- Passage for review -

----

RE: [inbox] Re: [Full-Disclosure] Re: E-Mail viruses
From: Paul Szabo (psz_at_maths.usyd.edu.au)
To: Valdis.Kletnieks@vt.edu, firstname.lastname@example.org Date: Sat, 6 Mar 2004 08:18:27 +1100 (EST)
Curt Purdy <email@example.com> wrote:
>>> An alternative is to allow only a proprietary extension through,
>>> like .inc. Legitimate senders would rename the file, be it .exe
>>> .doc .jpg, indicate in the body of the message what the true
>>> extension is, and the receiver merely renames it.
> Only the proprietary extension, i.e. .inc or .xyz or .whatever,
> would be allowed through, and since virus writers would never use
> this extension, it would eliminate ALL viruses at the gateway.
> The nice thing about this approach is that it completely eliminates
> the need for any anti-virus on the mail server since all virus
> attachments are automatically dropped without the need for scanning.
> Quite a simple, yet elegant solution, if I do say so myself.

----

- Source material -

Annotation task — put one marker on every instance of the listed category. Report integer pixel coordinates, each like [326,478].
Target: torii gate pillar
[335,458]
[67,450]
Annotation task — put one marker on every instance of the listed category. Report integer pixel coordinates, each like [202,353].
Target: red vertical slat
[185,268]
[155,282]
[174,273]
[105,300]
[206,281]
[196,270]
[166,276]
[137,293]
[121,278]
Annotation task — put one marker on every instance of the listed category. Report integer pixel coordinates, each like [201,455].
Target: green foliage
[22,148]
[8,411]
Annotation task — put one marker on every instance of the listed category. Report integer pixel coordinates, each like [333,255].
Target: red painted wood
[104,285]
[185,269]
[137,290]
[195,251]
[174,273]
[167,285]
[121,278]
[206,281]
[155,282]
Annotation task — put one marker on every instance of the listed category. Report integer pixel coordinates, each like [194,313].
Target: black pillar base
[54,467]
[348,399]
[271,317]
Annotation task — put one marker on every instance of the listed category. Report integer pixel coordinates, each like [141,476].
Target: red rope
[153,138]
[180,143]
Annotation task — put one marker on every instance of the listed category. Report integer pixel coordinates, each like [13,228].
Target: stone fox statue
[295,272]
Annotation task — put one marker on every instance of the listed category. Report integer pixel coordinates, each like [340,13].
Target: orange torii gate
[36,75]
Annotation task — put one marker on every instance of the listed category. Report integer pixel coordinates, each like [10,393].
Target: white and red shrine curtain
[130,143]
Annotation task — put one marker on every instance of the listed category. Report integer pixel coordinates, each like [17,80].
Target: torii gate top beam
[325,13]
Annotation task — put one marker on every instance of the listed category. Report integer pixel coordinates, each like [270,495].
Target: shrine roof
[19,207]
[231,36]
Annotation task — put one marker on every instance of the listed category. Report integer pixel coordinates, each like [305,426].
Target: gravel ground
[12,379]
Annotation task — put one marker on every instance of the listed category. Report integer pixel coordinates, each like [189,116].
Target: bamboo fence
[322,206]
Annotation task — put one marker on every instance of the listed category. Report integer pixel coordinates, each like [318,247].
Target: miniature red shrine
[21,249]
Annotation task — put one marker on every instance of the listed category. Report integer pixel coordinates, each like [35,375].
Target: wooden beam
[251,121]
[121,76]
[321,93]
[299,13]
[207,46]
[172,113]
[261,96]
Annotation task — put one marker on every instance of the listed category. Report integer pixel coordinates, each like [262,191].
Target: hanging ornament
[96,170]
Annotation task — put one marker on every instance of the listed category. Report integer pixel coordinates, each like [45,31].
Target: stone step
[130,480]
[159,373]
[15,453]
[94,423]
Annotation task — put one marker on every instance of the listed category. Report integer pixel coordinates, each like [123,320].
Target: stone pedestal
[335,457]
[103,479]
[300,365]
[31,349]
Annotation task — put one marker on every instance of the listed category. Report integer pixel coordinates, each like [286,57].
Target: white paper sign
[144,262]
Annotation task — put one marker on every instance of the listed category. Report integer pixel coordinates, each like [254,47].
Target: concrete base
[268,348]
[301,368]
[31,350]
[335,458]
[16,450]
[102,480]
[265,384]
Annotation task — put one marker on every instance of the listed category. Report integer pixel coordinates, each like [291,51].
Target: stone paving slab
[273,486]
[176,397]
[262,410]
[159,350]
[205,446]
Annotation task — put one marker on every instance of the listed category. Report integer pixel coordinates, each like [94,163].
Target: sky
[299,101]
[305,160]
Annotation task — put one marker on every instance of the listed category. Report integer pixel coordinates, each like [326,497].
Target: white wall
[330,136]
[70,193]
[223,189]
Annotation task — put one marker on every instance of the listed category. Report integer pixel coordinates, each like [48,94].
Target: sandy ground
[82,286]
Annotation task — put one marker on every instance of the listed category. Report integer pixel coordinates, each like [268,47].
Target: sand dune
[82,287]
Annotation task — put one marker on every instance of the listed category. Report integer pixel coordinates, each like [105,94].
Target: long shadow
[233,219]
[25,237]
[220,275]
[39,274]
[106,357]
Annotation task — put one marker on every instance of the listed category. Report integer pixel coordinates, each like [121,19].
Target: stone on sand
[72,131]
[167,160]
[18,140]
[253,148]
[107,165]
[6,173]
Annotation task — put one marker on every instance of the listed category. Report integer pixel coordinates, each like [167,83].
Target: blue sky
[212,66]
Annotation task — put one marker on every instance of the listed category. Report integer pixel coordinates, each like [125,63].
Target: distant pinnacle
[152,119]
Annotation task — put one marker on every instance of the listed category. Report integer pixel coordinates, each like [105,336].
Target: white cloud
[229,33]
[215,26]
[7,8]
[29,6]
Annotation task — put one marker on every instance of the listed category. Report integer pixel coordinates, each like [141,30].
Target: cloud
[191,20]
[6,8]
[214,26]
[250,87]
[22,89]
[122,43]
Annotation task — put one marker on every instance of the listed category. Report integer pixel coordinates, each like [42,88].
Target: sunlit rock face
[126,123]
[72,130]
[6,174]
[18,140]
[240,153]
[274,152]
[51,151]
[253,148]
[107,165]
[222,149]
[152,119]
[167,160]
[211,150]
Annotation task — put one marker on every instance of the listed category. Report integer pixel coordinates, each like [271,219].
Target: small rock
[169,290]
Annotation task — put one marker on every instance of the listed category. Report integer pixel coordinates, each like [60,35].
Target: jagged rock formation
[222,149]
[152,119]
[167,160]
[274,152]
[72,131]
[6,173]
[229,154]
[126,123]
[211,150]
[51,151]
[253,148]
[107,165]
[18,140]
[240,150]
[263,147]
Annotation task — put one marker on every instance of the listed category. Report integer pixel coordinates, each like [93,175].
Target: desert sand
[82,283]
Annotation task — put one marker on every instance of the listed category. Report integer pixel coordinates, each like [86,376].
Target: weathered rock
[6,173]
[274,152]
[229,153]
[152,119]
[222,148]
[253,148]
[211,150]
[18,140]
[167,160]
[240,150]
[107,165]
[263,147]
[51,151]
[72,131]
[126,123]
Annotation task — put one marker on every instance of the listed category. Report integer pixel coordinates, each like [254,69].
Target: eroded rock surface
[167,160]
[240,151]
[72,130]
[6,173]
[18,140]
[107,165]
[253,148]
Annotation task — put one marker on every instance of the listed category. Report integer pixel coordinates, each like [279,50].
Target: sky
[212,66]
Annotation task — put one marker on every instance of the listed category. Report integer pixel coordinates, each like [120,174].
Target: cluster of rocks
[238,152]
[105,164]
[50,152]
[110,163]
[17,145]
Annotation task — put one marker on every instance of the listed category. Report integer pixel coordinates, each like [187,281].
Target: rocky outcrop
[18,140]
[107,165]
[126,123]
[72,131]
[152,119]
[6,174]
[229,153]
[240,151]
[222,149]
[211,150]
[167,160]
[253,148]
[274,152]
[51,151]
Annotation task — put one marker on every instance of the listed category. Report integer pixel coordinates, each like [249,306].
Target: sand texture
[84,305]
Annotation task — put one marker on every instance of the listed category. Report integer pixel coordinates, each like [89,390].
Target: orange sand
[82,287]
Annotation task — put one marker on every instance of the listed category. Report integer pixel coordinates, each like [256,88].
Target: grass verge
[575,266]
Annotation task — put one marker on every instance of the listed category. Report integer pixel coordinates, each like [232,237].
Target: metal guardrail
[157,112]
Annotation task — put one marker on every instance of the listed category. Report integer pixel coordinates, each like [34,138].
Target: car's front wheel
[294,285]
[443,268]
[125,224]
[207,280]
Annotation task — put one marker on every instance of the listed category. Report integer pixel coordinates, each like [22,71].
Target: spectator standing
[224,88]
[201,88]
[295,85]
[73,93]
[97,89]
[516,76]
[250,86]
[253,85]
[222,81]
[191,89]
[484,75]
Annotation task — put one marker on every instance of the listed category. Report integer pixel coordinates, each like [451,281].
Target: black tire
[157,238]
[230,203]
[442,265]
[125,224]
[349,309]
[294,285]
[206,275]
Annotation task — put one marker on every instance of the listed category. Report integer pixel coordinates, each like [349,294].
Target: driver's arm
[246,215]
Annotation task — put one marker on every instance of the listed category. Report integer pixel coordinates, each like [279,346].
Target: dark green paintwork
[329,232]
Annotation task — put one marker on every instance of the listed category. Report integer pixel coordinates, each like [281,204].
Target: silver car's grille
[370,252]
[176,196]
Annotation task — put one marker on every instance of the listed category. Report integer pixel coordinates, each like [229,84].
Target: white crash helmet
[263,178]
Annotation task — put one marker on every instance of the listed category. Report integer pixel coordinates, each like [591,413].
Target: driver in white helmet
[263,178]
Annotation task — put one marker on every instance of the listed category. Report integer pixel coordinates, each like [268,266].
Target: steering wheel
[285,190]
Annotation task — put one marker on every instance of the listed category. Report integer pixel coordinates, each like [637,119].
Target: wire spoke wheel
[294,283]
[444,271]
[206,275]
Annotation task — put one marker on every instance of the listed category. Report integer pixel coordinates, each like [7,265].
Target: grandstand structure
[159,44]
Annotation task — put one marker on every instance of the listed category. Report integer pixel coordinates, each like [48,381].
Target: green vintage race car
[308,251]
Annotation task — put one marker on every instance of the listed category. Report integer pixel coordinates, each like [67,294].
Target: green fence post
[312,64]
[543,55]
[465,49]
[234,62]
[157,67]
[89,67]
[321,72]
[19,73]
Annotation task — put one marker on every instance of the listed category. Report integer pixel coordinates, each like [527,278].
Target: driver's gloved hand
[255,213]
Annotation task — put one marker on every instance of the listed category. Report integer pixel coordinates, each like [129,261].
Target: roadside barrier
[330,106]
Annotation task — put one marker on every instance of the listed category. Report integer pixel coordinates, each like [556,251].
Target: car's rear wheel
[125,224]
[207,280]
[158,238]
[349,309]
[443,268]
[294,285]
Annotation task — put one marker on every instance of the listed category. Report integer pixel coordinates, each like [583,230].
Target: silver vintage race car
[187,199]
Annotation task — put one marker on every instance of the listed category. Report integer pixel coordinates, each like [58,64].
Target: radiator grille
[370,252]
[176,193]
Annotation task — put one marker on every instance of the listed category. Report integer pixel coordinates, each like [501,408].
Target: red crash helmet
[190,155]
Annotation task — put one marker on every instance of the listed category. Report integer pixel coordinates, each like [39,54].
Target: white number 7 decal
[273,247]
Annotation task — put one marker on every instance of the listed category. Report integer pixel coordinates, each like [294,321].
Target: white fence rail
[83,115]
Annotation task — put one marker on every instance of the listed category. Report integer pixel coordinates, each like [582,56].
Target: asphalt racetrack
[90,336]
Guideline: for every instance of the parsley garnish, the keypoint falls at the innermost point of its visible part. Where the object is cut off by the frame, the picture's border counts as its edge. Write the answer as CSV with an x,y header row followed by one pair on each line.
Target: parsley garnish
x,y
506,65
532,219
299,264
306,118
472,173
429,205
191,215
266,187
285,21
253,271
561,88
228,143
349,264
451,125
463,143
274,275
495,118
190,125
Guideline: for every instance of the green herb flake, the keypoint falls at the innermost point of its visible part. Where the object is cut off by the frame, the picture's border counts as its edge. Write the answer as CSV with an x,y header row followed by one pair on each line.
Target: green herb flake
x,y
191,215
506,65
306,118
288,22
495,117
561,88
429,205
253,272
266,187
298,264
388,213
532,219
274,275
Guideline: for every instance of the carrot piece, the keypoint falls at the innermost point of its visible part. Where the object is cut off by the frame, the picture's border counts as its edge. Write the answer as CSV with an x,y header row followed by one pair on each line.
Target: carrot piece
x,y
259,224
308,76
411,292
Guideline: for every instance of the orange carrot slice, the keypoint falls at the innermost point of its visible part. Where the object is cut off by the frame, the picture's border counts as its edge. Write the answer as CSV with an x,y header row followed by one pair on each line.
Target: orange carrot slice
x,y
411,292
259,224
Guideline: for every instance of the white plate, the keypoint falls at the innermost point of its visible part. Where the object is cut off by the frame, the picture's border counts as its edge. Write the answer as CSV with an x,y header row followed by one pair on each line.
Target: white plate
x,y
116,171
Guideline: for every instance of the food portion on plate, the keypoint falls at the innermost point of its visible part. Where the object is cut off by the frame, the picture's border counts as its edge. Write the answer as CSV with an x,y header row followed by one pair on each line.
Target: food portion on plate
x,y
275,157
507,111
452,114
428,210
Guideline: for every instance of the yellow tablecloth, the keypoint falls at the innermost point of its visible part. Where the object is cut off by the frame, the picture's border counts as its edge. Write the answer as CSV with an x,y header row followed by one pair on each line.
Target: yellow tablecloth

----

- Task instructions -
(A) List the file types that the e-mail viruses post names as examples of what a legitimate sender's file might really be before renaming.
(B) According to the e-mail viruses post, why would the proposed approach eliminate the need for anti-virus on the mail server?

- Answers provided -
(A) .exe, .doc, .jpg

(B) All virus attachments would be dropped automatically without any need for scanning.